* [PROBLEM SET]:
- a) In the article about the NYPD officer's hospital release, transcribe the passage between "Kathryn McKenzie, a" and "York Daily News)", inclusive.
- b) According to the article about the NYPD officer's hospital release, who put a tourniquet on Wong's wound before he arrived at the hospital?
- c) Resume the news article about Officer Rich Wong leaving Jamaica Hospital from where it stops.
EXCERPT TO READ Block Start
NYPD officer who was shot by parolee in Queens is released from hospital
Nov 20, 2024
The NYPD cop who was shot by a Queens gunman was released from the hospital early Wednesday afternoon.
Officer Rich Wong, with family and friends by his side, waved to a crowd of fellow police officers as he was wheeled out of Jamaica Hospital Wednesday afternoon and met with salutes and a thunder of claps.
Kathryn McKenzie, a doctor who helped treat the officer, said that a tourniquet had already been placed on Wong’s wound by his partner before Wong arrived at the hospital. Wong was said to be in “great spirits” as he was worked on by doctors.
“He has an injury to his leg and it’s going to take some time to recover from that, but it’s better than being in critical [condition],” she said. “Couple inches in a different direction, it would have been a different story — [his leg] could’ve been amputated or he could’ve lost his life.”
NYPD Officer Rich Wong is discharged from Jamaica Hospital, in Queens, a day after being shot in the leg, on Wednesday, Nov. 20, 2024. (Shawn Inglima / New York Daily News)
EXCERPT TO READ Block End
INPUT DATA Block Start
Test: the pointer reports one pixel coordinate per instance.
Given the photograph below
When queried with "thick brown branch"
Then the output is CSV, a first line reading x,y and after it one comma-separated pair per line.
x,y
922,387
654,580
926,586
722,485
INPUT DATA Block End
* [EXERCISE RESULTS]:
- a)
Kathryn McKenzie, a doctor who helped treat the officer, said that a tourniquet had already been placed on Wong’s wound by his partner before Wong arrived at the hospital. Wong was said to be in “great spirits” as he was worked on by doctors.
“He has an injury to his leg and it’s going to take some time to recover from that, but it’s better than being in critical [condition],” she said. “Couple inches in a different direction, it would have been a different story — [his leg] could’ve been amputated or he could’ve lost his life.”
NYPD Officer Rich Wong is discharged from Jamaica Hospital, in Queens, a day after being shot in the leg, on Wednesday, Nov. 20, 2024. (Shawn Inglima / New York Daily News)

- b) His partner.

- c)
Wong was shot in the leg after responding to a robbery near Jamaica Ave. and 164th St. in Jamaica around 6:30 p.m. Tuesday evening by Gary “Green Eyes” Worthy, who had just knocked off two stores on Hillside Ave. and Guy Brewer Blvd. Worthy was on lifetime parole and had served more than 14 years in prison after being convicted of drugs and weapons possession and burglary in 2009. He was released in 2021.
A witness pointed out Worthy to Wong and his partner when they responded to the scene. Worthy fired one shot in the cops’ direction, NYPD Chief of Detectives Joseph Kenny said. A wounded Wong fired back, fatally shooting Worthy in the face, cops said.
“He was coming out of the Target. The cop told him about four times, ‘Do not run! Do not run!’ After that a shot rang out,” Henry Jaikeren, a street vendor working across the street at the time, told the Daily News Tuesday. “The guy spun around and the cop shot him four more times in the belly. He was dead on the ground.”
Patrick Hendry, the president of the Police Benevolent Association union, said on Wednesday following Wong’s release from the hospital, that the criminal justice system is “failing New Yorkers.”
Patrick Hendry, the Police Benevolent Association president, speaking to the press after Police Officer Rich Wong was discharged from Jamaica Hospital in Queens, New York, on Wednesday, Nov. 20, 2024. (Shawn Inglima for New York Daily News)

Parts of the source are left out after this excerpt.